*Aim of the exercise*
Only a number is expected in reply: the number of lines below that include the word "tree".

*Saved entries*
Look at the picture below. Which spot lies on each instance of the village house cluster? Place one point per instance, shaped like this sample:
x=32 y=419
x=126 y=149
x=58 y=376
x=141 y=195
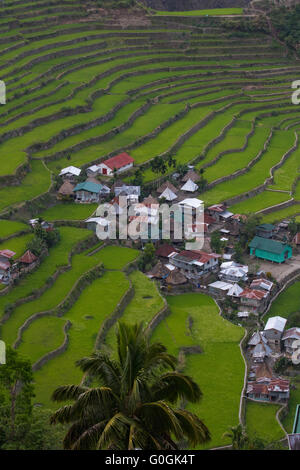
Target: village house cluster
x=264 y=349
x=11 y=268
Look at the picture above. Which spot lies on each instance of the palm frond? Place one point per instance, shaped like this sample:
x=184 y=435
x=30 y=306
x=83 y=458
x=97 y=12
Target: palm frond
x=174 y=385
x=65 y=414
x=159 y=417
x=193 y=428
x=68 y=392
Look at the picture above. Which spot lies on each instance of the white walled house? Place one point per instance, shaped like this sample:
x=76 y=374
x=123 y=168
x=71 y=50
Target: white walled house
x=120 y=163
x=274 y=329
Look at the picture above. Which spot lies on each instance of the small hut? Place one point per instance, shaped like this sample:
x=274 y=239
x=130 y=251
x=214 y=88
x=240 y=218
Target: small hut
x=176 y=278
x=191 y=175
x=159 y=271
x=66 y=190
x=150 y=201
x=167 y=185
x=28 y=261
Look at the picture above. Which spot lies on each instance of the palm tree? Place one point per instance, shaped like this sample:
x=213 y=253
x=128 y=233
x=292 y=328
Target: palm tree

*Answer below*
2